#### DATA FOR PROCESSING:
★ ★ ★ ★ ★ ★ ★

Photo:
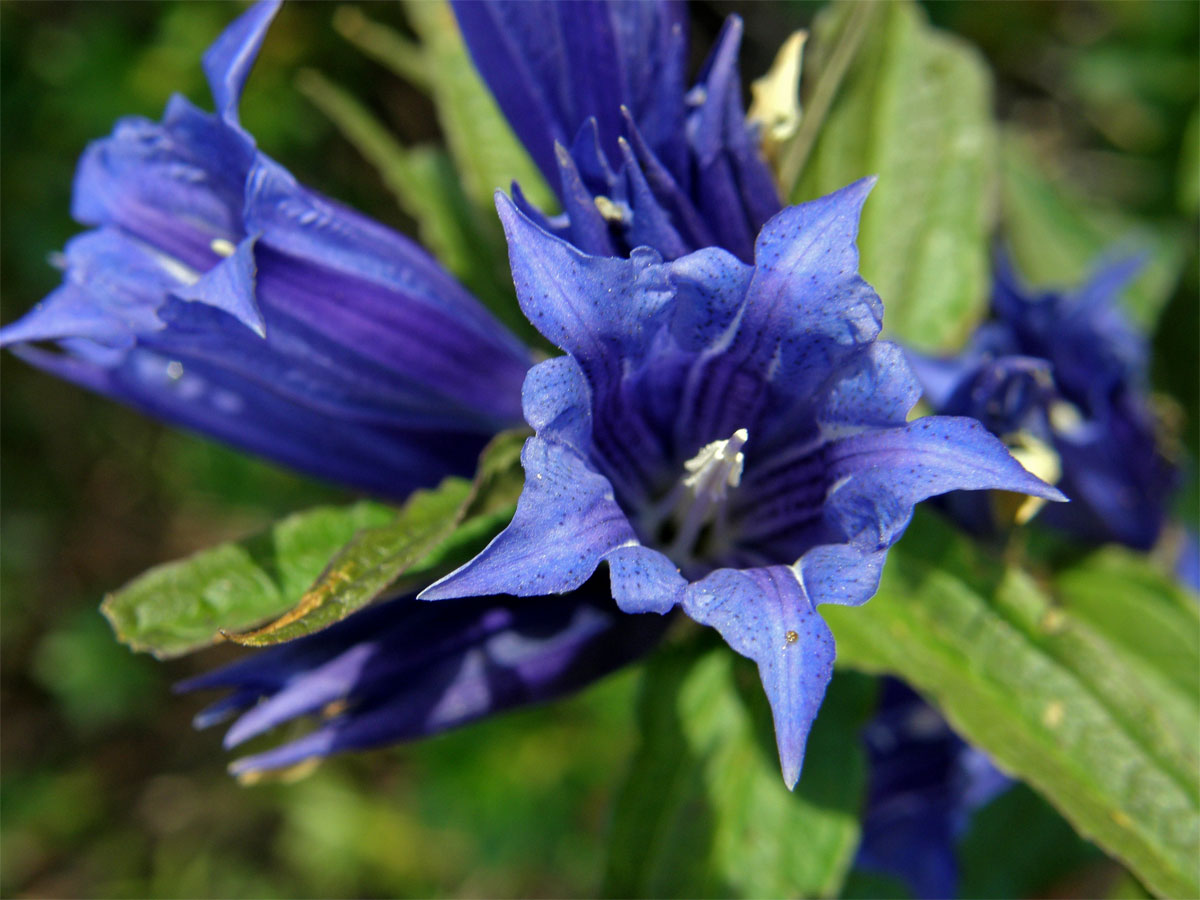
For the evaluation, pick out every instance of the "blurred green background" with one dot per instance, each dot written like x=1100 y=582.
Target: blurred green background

★ ★ ★ ★ ★ ★ ★

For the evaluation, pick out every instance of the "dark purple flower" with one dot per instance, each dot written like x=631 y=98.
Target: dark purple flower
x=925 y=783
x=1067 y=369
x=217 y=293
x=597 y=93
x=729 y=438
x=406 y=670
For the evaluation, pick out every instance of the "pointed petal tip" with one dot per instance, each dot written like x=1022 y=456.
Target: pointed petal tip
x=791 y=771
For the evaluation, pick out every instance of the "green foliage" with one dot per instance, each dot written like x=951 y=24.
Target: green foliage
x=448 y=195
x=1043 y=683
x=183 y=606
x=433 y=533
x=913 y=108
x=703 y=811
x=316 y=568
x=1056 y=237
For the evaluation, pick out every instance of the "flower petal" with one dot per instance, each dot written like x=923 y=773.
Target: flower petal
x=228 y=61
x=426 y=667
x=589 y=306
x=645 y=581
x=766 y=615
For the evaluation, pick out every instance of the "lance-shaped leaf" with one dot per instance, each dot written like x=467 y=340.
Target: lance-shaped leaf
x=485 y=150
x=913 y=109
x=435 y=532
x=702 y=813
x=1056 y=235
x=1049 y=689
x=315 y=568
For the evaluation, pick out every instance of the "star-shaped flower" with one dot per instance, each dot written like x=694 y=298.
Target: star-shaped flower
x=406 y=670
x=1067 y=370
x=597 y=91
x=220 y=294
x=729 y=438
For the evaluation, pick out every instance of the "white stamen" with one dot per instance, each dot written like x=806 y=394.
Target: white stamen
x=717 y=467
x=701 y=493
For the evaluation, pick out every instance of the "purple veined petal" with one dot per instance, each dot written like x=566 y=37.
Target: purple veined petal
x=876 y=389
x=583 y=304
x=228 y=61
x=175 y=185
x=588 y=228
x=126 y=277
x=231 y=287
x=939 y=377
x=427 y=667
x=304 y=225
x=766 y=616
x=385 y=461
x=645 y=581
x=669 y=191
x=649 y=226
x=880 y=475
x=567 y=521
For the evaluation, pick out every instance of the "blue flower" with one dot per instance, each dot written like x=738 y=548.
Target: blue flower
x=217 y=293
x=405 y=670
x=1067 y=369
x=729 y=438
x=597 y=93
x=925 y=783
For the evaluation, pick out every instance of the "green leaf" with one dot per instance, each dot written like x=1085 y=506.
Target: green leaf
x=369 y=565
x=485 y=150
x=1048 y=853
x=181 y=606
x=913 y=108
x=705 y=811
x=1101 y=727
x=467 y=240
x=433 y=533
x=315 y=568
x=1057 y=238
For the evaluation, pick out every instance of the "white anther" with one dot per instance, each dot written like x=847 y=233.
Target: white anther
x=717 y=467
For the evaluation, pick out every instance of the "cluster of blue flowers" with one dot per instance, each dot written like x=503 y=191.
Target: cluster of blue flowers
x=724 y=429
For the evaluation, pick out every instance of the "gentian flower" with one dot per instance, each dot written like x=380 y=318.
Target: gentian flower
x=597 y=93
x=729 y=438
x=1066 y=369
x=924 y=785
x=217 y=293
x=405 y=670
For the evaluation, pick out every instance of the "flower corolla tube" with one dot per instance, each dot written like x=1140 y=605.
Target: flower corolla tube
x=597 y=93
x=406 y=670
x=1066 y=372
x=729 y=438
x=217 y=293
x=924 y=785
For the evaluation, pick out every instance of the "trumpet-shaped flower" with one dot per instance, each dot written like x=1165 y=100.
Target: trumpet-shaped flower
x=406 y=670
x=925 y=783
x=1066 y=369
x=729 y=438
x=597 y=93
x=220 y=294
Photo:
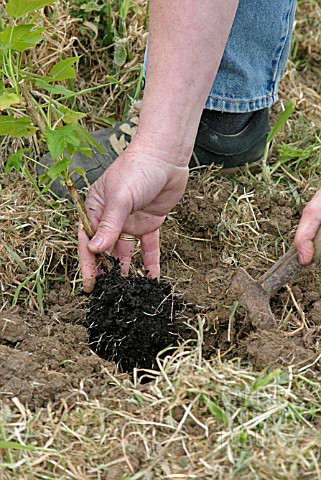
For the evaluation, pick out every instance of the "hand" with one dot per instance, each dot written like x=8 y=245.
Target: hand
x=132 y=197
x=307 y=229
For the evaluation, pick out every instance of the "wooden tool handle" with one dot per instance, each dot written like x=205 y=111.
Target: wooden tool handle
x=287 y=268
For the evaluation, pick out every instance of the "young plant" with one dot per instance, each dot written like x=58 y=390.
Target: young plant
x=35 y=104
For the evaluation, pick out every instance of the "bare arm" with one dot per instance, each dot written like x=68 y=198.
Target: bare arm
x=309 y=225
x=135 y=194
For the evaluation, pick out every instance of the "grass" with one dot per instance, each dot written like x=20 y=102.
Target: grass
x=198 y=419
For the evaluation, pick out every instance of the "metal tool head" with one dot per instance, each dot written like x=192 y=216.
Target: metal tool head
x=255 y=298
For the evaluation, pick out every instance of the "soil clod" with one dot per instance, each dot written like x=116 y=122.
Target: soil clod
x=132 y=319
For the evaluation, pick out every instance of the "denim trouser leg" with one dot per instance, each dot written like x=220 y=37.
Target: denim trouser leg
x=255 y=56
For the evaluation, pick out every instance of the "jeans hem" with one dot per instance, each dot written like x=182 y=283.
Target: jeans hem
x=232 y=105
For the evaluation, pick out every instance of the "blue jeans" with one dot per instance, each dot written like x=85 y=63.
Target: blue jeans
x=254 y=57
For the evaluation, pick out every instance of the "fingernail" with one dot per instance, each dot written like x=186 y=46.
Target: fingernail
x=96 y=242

★ ★ ★ ★ ★ ★ ★

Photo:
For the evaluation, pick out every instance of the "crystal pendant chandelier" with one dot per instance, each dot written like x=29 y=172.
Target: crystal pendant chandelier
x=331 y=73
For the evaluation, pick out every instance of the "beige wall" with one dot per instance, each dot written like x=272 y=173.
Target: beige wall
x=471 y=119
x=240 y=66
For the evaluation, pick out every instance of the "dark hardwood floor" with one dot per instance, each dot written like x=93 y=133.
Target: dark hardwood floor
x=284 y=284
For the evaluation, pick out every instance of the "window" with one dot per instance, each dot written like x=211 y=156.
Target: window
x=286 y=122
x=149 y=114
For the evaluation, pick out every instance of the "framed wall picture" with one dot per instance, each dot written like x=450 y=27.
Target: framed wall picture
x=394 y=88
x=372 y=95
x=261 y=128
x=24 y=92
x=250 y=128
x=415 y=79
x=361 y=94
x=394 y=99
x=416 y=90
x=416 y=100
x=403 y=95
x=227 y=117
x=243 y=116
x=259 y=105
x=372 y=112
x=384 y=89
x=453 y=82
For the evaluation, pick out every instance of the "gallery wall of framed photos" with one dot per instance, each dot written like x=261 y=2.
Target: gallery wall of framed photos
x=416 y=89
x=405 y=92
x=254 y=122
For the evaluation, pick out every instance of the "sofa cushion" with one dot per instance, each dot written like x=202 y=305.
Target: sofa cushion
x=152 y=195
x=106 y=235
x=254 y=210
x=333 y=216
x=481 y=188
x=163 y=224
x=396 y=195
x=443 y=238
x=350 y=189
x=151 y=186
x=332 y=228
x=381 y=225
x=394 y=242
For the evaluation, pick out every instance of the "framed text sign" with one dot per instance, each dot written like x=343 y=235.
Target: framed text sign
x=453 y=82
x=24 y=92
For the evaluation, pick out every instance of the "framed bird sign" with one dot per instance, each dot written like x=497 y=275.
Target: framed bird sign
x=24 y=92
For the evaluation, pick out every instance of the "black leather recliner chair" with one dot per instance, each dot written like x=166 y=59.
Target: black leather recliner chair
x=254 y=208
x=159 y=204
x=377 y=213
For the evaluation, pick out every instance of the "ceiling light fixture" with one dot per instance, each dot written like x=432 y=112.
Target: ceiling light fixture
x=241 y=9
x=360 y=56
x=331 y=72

★ ★ ★ ★ ★ ★ ★

#### PROBLEM TO WORK ON:
Pull out each line of the items above that contains the word "hardwood". Copy those lines in full.

#### EXPECTED OUTPUT:
For the evaluation, pick out every instance of the "dark hardwood floor" with one dot per instance, each dot written like x=93 y=133.
Target: dark hardwood floor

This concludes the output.